Stated goal ▸ Provide an exact transcription of all the records.

:: Data extract

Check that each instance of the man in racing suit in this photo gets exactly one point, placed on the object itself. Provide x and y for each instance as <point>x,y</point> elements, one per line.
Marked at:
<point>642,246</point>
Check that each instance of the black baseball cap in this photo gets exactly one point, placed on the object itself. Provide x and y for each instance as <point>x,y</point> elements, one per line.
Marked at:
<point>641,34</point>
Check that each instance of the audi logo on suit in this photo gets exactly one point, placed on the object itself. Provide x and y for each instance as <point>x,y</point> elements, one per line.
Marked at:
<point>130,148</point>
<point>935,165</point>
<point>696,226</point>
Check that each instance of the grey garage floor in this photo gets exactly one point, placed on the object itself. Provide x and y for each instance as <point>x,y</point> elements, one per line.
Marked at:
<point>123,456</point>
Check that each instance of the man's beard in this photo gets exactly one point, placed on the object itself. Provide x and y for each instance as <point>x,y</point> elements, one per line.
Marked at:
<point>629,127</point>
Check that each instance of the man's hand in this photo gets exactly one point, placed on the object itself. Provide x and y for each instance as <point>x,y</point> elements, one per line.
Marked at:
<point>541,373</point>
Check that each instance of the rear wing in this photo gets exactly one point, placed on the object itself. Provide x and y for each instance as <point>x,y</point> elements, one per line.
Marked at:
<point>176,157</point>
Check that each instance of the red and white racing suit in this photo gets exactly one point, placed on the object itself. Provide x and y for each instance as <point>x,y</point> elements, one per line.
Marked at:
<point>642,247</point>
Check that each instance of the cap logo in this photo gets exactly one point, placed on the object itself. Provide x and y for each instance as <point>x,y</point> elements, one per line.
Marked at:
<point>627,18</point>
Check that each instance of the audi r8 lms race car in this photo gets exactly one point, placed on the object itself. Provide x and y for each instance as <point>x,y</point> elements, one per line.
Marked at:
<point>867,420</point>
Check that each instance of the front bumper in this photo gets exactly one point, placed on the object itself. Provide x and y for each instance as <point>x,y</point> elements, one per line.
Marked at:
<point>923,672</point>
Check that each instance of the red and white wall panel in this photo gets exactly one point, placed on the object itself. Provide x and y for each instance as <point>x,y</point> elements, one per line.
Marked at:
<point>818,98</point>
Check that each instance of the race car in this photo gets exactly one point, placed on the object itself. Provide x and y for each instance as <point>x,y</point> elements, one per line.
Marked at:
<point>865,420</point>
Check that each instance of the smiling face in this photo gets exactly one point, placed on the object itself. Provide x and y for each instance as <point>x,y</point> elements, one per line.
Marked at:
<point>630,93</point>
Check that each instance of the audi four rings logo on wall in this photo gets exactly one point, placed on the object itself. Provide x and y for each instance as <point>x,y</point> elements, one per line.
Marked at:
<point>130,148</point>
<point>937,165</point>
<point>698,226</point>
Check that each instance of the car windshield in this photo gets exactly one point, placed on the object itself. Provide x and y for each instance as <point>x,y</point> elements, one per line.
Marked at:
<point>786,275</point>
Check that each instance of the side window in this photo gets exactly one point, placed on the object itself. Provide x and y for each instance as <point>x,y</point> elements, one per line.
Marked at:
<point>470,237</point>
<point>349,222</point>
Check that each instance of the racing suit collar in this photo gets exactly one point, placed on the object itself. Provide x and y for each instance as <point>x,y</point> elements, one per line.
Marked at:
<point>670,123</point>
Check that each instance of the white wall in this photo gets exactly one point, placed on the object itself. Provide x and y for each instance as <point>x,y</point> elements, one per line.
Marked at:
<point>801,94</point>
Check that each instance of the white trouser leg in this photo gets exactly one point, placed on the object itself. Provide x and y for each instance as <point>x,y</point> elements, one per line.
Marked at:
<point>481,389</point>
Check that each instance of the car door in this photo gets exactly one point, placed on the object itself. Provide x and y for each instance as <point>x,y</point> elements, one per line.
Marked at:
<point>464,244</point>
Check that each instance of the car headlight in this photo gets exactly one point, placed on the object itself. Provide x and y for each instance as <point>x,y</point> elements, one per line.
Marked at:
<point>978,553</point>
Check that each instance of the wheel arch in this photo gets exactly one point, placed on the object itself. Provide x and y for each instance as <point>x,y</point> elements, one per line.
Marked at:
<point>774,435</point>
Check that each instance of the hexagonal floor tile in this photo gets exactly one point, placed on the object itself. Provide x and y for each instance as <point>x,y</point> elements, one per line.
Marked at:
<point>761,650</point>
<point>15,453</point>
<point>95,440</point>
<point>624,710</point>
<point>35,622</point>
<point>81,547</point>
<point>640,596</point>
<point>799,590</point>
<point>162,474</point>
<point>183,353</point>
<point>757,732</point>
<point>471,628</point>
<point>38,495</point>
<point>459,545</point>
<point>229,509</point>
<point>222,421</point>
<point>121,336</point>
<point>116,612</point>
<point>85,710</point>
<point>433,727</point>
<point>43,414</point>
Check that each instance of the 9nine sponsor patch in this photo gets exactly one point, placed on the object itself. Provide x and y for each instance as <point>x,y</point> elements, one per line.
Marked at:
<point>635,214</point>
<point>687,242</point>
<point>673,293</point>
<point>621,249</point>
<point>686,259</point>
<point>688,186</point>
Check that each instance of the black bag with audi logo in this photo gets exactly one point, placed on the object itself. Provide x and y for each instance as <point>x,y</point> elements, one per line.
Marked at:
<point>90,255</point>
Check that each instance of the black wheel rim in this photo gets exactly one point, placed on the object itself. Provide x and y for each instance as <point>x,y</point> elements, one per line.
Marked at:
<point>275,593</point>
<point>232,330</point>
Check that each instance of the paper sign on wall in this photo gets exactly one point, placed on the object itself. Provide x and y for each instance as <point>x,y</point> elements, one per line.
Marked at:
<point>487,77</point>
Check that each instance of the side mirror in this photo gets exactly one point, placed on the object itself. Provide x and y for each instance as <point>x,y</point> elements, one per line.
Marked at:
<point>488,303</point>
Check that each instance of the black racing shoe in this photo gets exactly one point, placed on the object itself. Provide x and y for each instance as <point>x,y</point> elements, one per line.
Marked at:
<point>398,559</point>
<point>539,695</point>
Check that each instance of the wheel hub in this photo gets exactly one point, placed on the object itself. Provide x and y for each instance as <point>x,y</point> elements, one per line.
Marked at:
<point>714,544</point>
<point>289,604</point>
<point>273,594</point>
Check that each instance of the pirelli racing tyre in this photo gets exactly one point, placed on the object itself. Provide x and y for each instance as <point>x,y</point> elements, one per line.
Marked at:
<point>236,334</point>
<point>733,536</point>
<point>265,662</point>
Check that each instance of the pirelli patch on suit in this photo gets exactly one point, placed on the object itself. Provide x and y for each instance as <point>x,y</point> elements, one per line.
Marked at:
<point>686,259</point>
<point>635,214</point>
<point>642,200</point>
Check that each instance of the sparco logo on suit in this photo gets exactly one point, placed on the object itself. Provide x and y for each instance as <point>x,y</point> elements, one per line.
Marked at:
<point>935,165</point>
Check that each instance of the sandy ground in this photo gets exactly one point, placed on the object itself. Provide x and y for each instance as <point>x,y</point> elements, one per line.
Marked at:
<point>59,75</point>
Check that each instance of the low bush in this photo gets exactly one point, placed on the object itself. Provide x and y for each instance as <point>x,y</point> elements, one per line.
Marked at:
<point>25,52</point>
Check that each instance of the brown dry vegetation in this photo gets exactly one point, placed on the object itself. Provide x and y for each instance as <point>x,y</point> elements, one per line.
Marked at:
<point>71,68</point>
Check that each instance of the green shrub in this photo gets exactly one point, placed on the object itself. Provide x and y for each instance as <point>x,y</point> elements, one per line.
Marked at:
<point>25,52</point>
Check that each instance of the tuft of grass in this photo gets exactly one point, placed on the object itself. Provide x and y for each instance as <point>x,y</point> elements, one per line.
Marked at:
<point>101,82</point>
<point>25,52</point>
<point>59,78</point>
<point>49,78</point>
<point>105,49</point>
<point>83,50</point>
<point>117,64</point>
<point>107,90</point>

::::

Solution to this task ▸
Check that each instance of the man in racing suit in this photo gets exactly one point, placed on the object itself. Provide x and y for each instance as <point>x,y</point> elements, one per line.
Marked at:
<point>642,246</point>
Check that each instance of the black baseball cap in this photo gets exactly one point, placed on the object itself. Provide x and y for each instance as <point>x,y</point> elements, one per line.
Marked at:
<point>641,34</point>
Check that each instance of the audi logo on suit in this photo gets exactly one point, placed on the object itself. Provide x and y for each instance as <point>x,y</point> elements, one per line.
Marked at:
<point>130,148</point>
<point>935,165</point>
<point>696,226</point>
Check that each instance of the grey garage floor in this photo gets exactly one point, placed on the object itself. Provide x and y for each instance as <point>x,y</point> elements, one per line.
Marked at:
<point>123,456</point>
Check that each instance of the man's beard in this photo gets exactly one point, placed on the object itself. Provide x and y for each instance as <point>x,y</point> elements, one per line.
Marked at:
<point>629,127</point>
Check that each instance of the man's hand in this photo gets exactly one point, placed on the object itself. Provide x and y for each instance as <point>x,y</point> elements, one per line.
Marked at:
<point>541,373</point>
Check that each instance of the rear wing in this photo gets exactly one point, placed on the object itself. Provide x and y for each instance as <point>x,y</point> elements, one per line.
Marked at:
<point>176,157</point>
Check that each instance of the red and white racing suit in this photo gets exactly one point, placed on the object itself. Provide x and y for each instance as <point>x,y</point> elements, one per line.
Marked at:
<point>642,247</point>
Check that each instance of the cap logo in this photo gets exactly one point, placed on the object itself. Provide x and y for each instance as <point>x,y</point> elements, one per line.
Marked at:
<point>627,18</point>
Check that each instance of the audi r8 lms race car in this photo gets exactly one point, placed on the object itself. Provide x and y for each instance as <point>x,y</point> elements, one per line.
Marked at:
<point>867,420</point>
Check that each instance of the front bumper in this photo gets exactly one point, placed on the object itself. Provide x and y for each instance as <point>x,y</point> elements, one per line.
Marked at:
<point>923,672</point>
Check that each instance of the red and white wall panel in this photo gets exactly one point, placed on the object itself. Provide x and y for each instance as <point>x,y</point> elements, one per line.
Marked at:
<point>818,98</point>
Check that each instance of the race car in this photo gets exactly one point, placed on the object itself. Provide x and y for each instance as <point>x,y</point> elements, one per line.
Marked at:
<point>865,420</point>
Check that each instance of the smiling face in this photo gets exactly one point, placed on the object itself. Provide x and y for each instance as <point>x,y</point> elements, one per line.
Marked at:
<point>630,93</point>
Check that each instance of the audi four rings logo on wall in this photo gets exactly one point, placed on the object itself. Provide x and y for each instance as <point>x,y</point> elements, one per line.
Marked at:
<point>130,148</point>
<point>937,165</point>
<point>698,226</point>
Check that each instance of the car windshield in this photo gets exactly one point, placed on the object itself. Provide x and y for each instance as <point>x,y</point> elements, one per line.
Marked at:
<point>786,275</point>
Check that each instance of the side window in this photo gets exactly one point, placed on the object itself. Provide x and y for each instance as <point>x,y</point> elements, one per line.
Marked at:
<point>470,237</point>
<point>349,222</point>
Check that each instance of the racing suit collar in this photo gets exactly one point, placed on the object itself. Provide x and y for each instance as <point>x,y</point> elements, one per line.
Marked at:
<point>670,123</point>
Check that each instance of the white wall in this photo gets exactly one point, placed on the object itself. Provide x and y for each instance as <point>x,y</point> elements, one per line.
Marked at:
<point>801,94</point>
Check that each instance of the white trouser leg in this photo gets exactly one point, placed on the object itself. Provide x and y for each instance as <point>x,y</point> elements, one per line.
Marked at:
<point>481,389</point>
Check that each instance of the car door in this photo gets exactly one point, placed on the object itself. Provide x and y for each instance as <point>x,y</point> elements, one per line.
Marked at:
<point>464,244</point>
Check that each instance of the car headlight in this photo gets exactly one point, placed on the object itself. Provide x and y for each instance as <point>x,y</point> elements, one per line.
Marked at:
<point>978,553</point>
Check that each instance of the wheel arch in this photo gets exactly one point, placed on the object itself. Provide x and y for each instance as <point>x,y</point> elements, one per line.
Marked at:
<point>774,435</point>
Check that each instance of the hexagonal floor tile in this photo gets exactly one point, placed on the object itself. Provide x and y for each instance as <point>x,y</point> elements, one per line.
Marked at:
<point>761,650</point>
<point>15,453</point>
<point>95,440</point>
<point>624,710</point>
<point>35,622</point>
<point>81,547</point>
<point>640,596</point>
<point>799,590</point>
<point>162,474</point>
<point>183,353</point>
<point>757,732</point>
<point>471,628</point>
<point>38,495</point>
<point>459,545</point>
<point>229,509</point>
<point>222,421</point>
<point>121,336</point>
<point>116,612</point>
<point>85,710</point>
<point>433,727</point>
<point>43,414</point>
Check that each instance of the 9nine sponsor patch in this photo gets exactly one point, placed on the object itself. Provide x and y for each instance as <point>x,y</point> elements, one per line.
Marked at:
<point>635,214</point>
<point>687,242</point>
<point>673,293</point>
<point>621,249</point>
<point>686,259</point>
<point>688,186</point>
Check that each instance of the black bag with audi logo in this photo gets exactly one point, placed on the object itself. Provide x and y for each instance as <point>x,y</point> elements, one per line.
Marked at:
<point>90,255</point>
Check that each instance of the black wheel rim in this photo gets exactly one point, placed on the object itself. Provide x and y for each instance as <point>x,y</point> elements, one per line.
Marked at:
<point>275,593</point>
<point>232,330</point>
Check that each instance of the paper sign on wall in this photo gets exactly one point, placed on the object itself. Provide x and y for each instance as <point>x,y</point> elements, one per line.
Marked at:
<point>487,77</point>
Check that each instance of the side mirror in this photo gets exactly one point, placed on the object itself. Provide x and y for each instance as <point>x,y</point> elements, one per line.
Marked at:
<point>488,303</point>
Check that each instance of the black racing shoe in this photo gets exactly one point, placed on the object itself. Provide x and y for each instance as <point>x,y</point> elements, one per line.
Marked at:
<point>398,559</point>
<point>539,695</point>
Check that each instance of the wheel hub in this photo gets exactly one point, placed on the object itself. Provide x and y for each instance as <point>x,y</point> elements, one per line.
Marked at:
<point>714,544</point>
<point>289,604</point>
<point>273,594</point>
Check that each instance of the pirelli racing tyre in this photo gets exactly one point, placed on the object itself. Provide x and y for each instance as <point>x,y</point> elements, one per line.
Marked at:
<point>236,334</point>
<point>733,536</point>
<point>265,662</point>
Check that each instance of the pirelli patch on suit in this photo gets exactly one point, placed on the object itself. Provide x and y for each instance as <point>x,y</point> elements, one per line.
Marked at:
<point>686,259</point>
<point>635,214</point>
<point>642,200</point>
Check that each instance of the sparco logo on suit in this photo gets exactly one point, placed on the object itself. Provide x and y for each instance as <point>x,y</point> elements, one per line.
Marked at:
<point>935,165</point>
Check that each instance of the sandy ground in this photo gets exactly one point, placed on the object itself. Provide x and y for each instance as <point>x,y</point> elements, one per line.
Marked at:
<point>59,75</point>
Check that each instance of the low bush in this photo gets exactly one point, placed on the object itself. Provide x and y for each instance as <point>x,y</point> elements, one per line.
Marked at:
<point>25,52</point>
Check that each instance of the brown dry vegetation in this photo gets exactly one point, placed on the object itself. Provide x and y for each instance as <point>x,y</point> elements, one per line.
Marked at:
<point>71,68</point>
Check that each instance of the green shrub in this photo gets exactly one point, placed on the object itself. Provide x and y for each instance as <point>x,y</point> elements, one per line.
Marked at:
<point>25,52</point>
Check that each instance of the tuft of grass in this photo gets exactly one point, placed on the object itself. Provide x and y for each instance as <point>x,y</point> elements, one per line.
Marked at:
<point>101,82</point>
<point>25,52</point>
<point>59,78</point>
<point>49,78</point>
<point>105,49</point>
<point>83,50</point>
<point>117,64</point>
<point>107,90</point>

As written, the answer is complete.